**ENTRIES PROVIDED**
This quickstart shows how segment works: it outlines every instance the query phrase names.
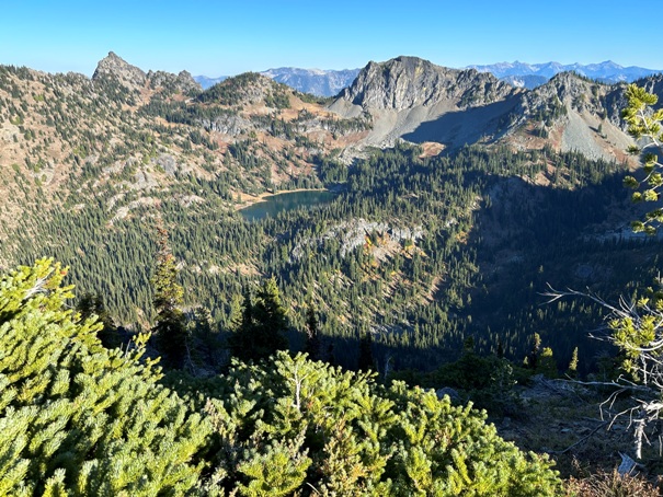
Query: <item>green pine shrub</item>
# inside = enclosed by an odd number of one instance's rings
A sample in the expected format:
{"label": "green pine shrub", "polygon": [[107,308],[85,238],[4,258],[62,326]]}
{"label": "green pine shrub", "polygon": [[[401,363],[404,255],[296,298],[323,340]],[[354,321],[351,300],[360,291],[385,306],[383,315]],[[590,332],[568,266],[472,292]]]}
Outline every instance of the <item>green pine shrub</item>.
{"label": "green pine shrub", "polygon": [[140,361],[66,305],[52,261],[0,279],[0,495],[182,495],[212,431]]}

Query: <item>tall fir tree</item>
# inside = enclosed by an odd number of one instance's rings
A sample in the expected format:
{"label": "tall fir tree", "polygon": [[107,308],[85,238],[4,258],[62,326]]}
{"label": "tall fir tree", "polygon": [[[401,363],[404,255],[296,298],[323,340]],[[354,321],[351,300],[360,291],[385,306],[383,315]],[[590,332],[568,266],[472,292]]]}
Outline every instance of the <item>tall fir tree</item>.
{"label": "tall fir tree", "polygon": [[318,316],[316,307],[309,301],[306,309],[306,346],[304,349],[309,359],[320,360],[320,336],[318,335]]}
{"label": "tall fir tree", "polygon": [[163,363],[171,368],[182,368],[188,355],[186,320],[181,309],[184,291],[178,284],[179,269],[168,244],[168,231],[161,227],[157,231],[159,252],[152,276],[157,323],[152,332]]}
{"label": "tall fir tree", "polygon": [[285,337],[288,320],[274,277],[262,284],[255,299],[250,291],[244,291],[242,323],[228,338],[233,357],[259,361],[288,348]]}
{"label": "tall fir tree", "polygon": [[359,371],[375,370],[375,360],[373,358],[373,336],[370,332],[364,333],[359,338]]}

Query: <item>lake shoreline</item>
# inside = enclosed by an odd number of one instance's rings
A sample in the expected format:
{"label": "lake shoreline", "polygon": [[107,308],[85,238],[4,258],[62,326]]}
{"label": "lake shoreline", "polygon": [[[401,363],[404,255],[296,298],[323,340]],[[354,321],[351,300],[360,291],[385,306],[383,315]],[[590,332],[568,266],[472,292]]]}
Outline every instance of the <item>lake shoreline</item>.
{"label": "lake shoreline", "polygon": [[331,201],[340,193],[339,188],[297,188],[276,194],[254,196],[254,201],[237,209],[244,219],[254,221],[265,217],[276,217],[279,212],[310,208]]}

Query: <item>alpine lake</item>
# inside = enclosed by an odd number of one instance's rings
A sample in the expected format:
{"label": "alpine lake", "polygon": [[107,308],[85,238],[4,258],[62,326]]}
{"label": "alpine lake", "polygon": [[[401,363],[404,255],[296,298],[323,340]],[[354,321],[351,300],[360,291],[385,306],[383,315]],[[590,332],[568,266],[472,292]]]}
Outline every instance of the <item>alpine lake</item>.
{"label": "alpine lake", "polygon": [[279,212],[329,204],[335,196],[335,193],[327,189],[286,192],[264,197],[261,201],[240,209],[239,213],[248,221],[261,221],[275,218]]}

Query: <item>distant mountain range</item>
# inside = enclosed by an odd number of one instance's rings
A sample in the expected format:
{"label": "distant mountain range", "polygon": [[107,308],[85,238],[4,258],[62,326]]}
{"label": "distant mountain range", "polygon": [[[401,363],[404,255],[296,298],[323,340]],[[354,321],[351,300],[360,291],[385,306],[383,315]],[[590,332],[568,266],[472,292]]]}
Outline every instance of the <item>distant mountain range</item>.
{"label": "distant mountain range", "polygon": [[[573,71],[581,76],[598,80],[603,83],[618,83],[621,81],[631,82],[640,78],[662,72],[658,69],[645,69],[630,66],[622,67],[611,60],[601,63],[568,63],[544,62],[499,62],[488,66],[468,66],[465,69],[477,69],[479,72],[490,72],[495,78],[516,88],[527,88],[529,90],[545,84],[560,72]],[[359,69],[344,70],[320,70],[320,69],[299,69],[284,67],[278,69],[267,69],[261,74],[272,78],[274,81],[287,84],[302,93],[311,93],[318,96],[335,96],[341,90],[350,86],[355,80]],[[206,76],[196,76],[196,82],[206,90],[216,83],[220,83],[227,76],[218,78],[208,78]]]}
{"label": "distant mountain range", "polygon": [[631,82],[640,78],[661,72],[656,69],[645,69],[630,66],[622,67],[611,60],[601,63],[568,63],[545,62],[499,62],[489,66],[468,66],[468,69],[477,69],[480,72],[490,72],[494,77],[506,81],[515,86],[533,89],[547,82],[560,72],[573,71],[581,76],[598,80],[603,83]]}
{"label": "distant mountain range", "polygon": [[[340,71],[321,69],[299,69],[294,67],[282,67],[277,69],[267,69],[261,74],[272,78],[278,83],[287,84],[290,88],[301,92],[311,93],[318,96],[334,96],[341,90],[350,86],[359,73],[359,69],[343,69]],[[206,90],[216,83],[220,83],[227,76],[219,78],[207,78],[206,76],[196,76],[196,82]]]}

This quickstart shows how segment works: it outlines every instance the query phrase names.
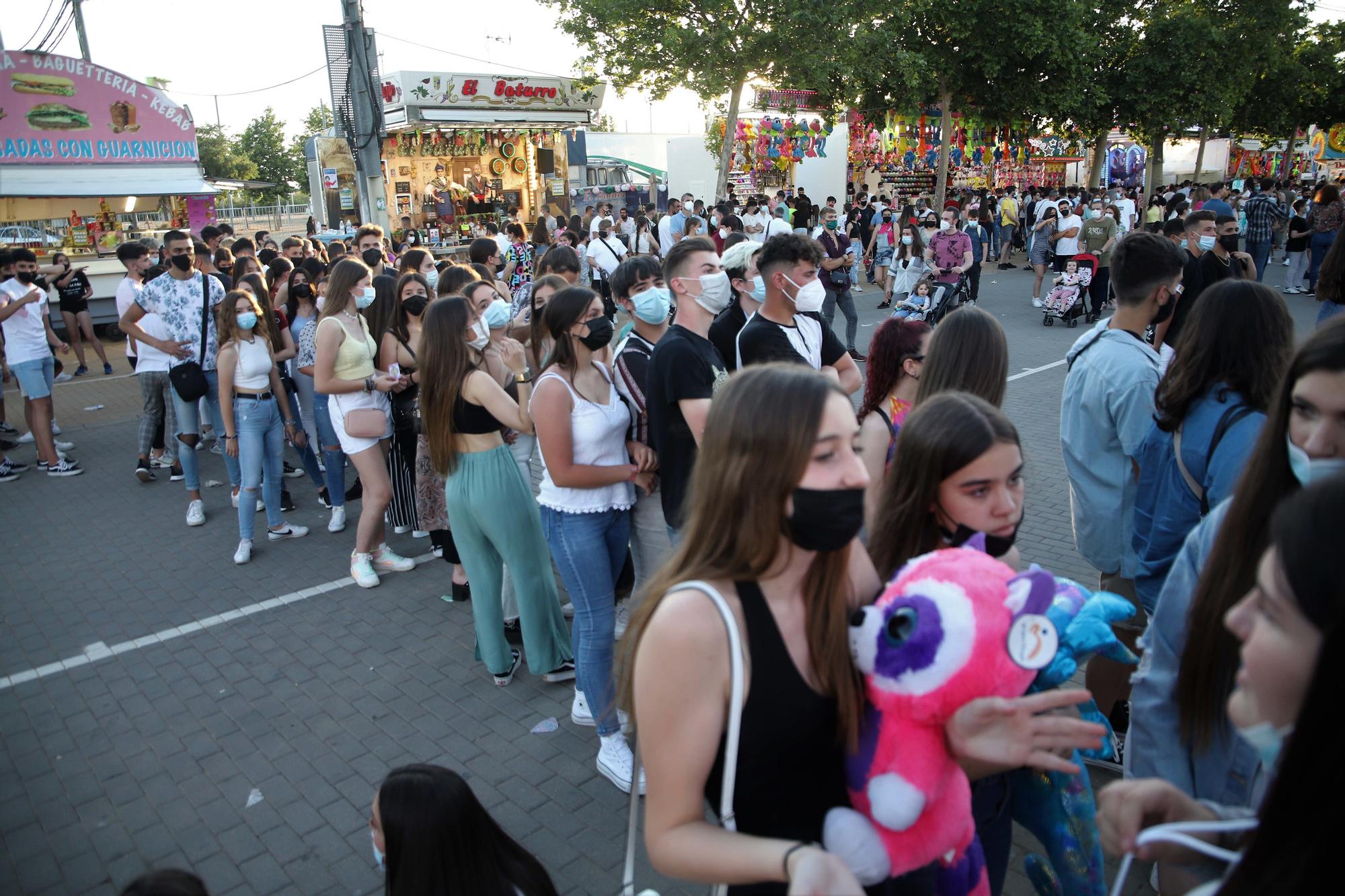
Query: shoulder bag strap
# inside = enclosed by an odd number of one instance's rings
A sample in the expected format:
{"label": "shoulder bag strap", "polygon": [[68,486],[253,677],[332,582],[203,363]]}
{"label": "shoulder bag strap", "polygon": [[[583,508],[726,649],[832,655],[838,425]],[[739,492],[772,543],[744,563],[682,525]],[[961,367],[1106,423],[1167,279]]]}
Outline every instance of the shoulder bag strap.
{"label": "shoulder bag strap", "polygon": [[[733,784],[738,774],[738,736],[742,731],[742,635],[738,632],[738,620],[733,616],[733,609],[713,585],[705,581],[681,581],[672,591],[698,591],[714,604],[724,620],[724,628],[729,635],[729,725],[724,737],[724,780],[720,788],[720,819],[725,830],[737,830],[737,821],[733,815]],[[635,896],[635,844],[636,825],[640,811],[640,741],[635,740],[635,775],[631,782],[631,819],[625,829],[625,868],[621,874],[621,895]],[[724,884],[716,884],[712,889],[714,896],[728,892]]]}
{"label": "shoulder bag strap", "polygon": [[206,335],[207,335],[207,322],[210,320],[210,274],[200,274],[200,366],[206,366]]}

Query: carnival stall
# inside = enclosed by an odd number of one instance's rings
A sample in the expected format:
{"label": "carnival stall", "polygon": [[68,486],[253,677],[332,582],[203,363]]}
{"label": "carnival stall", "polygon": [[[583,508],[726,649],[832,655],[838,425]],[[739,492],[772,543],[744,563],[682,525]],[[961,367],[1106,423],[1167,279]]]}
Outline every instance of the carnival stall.
{"label": "carnival stall", "polygon": [[387,207],[432,246],[469,241],[510,209],[568,213],[565,129],[589,124],[604,85],[436,71],[382,82]]}
{"label": "carnival stall", "polygon": [[0,245],[66,253],[93,285],[94,323],[110,323],[118,245],[215,219],[191,112],[73,57],[0,52]]}

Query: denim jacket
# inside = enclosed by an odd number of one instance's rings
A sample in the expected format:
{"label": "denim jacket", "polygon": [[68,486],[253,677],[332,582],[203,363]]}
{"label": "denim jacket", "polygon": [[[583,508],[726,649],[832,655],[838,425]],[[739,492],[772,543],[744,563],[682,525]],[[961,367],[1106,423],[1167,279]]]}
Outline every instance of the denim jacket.
{"label": "denim jacket", "polygon": [[1196,799],[1251,806],[1260,768],[1256,751],[1225,720],[1209,747],[1193,753],[1181,739],[1176,696],[1190,599],[1229,500],[1210,510],[1186,537],[1158,596],[1141,642],[1145,654],[1131,678],[1124,763],[1126,778],[1162,778]]}

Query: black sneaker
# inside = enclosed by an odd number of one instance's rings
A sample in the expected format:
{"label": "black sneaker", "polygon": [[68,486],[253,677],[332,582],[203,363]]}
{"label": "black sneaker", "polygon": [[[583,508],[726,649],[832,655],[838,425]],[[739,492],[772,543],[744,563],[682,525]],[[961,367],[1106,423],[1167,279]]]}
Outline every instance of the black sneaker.
{"label": "black sneaker", "polygon": [[574,681],[574,663],[564,662],[549,673],[542,674],[542,681]]}
{"label": "black sneaker", "polygon": [[496,687],[503,687],[504,685],[507,685],[511,681],[514,681],[514,673],[518,671],[518,667],[523,662],[523,655],[518,651],[518,647],[511,647],[510,648],[510,654],[512,654],[514,659],[510,663],[508,671],[506,671],[506,673],[491,673],[495,677],[495,686]]}

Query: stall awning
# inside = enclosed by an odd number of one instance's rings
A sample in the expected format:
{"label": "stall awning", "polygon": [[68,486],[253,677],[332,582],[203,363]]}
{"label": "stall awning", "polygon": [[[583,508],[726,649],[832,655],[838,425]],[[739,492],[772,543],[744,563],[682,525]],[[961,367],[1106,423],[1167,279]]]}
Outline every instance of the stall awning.
{"label": "stall awning", "polygon": [[0,196],[194,196],[215,194],[195,164],[0,165]]}

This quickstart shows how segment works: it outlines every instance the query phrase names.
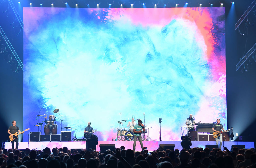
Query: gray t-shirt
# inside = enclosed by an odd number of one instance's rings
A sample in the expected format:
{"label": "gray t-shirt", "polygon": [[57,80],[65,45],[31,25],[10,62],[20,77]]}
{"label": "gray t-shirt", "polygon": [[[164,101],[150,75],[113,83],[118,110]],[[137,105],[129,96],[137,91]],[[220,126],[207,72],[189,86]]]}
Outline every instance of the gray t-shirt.
{"label": "gray t-shirt", "polygon": [[[223,129],[223,126],[221,124],[218,124],[215,123],[213,125],[212,128],[216,131],[219,131],[220,132],[221,129]],[[222,134],[221,133],[220,133],[220,134]]]}
{"label": "gray t-shirt", "polygon": [[10,126],[8,129],[10,130],[10,132],[12,134],[14,134],[16,133],[19,132],[19,128],[18,126],[14,126],[13,125]]}

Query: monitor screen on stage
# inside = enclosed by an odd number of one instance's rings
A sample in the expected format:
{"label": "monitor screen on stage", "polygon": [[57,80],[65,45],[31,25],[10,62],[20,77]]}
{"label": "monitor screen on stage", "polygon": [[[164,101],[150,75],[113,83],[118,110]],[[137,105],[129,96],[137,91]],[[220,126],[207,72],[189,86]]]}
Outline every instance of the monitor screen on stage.
{"label": "monitor screen on stage", "polygon": [[191,114],[227,128],[225,8],[23,10],[23,128],[82,138],[90,121],[118,140],[134,118],[158,140],[162,118],[179,140]]}

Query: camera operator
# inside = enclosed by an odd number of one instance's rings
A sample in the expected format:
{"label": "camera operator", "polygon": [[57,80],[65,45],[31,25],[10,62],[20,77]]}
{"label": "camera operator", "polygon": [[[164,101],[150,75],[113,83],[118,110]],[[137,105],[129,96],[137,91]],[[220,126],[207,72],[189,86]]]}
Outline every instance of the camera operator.
{"label": "camera operator", "polygon": [[182,147],[182,148],[187,150],[190,149],[190,146],[192,145],[191,138],[188,136],[182,136],[181,140],[182,141],[180,142],[180,145]]}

**DIRECTIONS FOR THIS TASK**
In the records above, return only the line that contains "Query: monitor screen on stage" and every line after it through the last, exactly as they appear.

**RESPONSE FOR THIS EXERCISE**
Query: monitor screen on stage
# inside = enclosed by an odd number of one instance's rings
A sample in the expected format:
{"label": "monitor screen on stage", "polygon": [[57,80],[65,45],[31,25],[10,62],[20,77]]}
{"label": "monitor screen on stage", "polygon": [[[164,101],[150,75],[113,83],[118,110]],[[137,105],[129,96],[137,91]],[[220,126],[207,72],[189,86]]]}
Outline every instance of the monitor screen on stage.
{"label": "monitor screen on stage", "polygon": [[191,114],[227,128],[225,8],[23,10],[23,128],[82,138],[90,121],[118,140],[134,118],[158,140],[162,118],[179,140]]}

Query: camera operator
# inside = enclosed by an odd number of one instance's rings
A sample in the expected format:
{"label": "camera operator", "polygon": [[57,80],[65,45],[31,25],[10,62],[20,77]]}
{"label": "camera operator", "polygon": [[[164,101],[150,75],[113,83],[118,110]],[[137,105],[129,96],[137,91]],[[220,126],[207,72],[189,86]]]}
Outline every instance of the camera operator.
{"label": "camera operator", "polygon": [[182,147],[182,148],[187,150],[190,149],[190,146],[192,145],[191,138],[188,136],[182,136],[181,140],[182,141],[180,142],[180,145]]}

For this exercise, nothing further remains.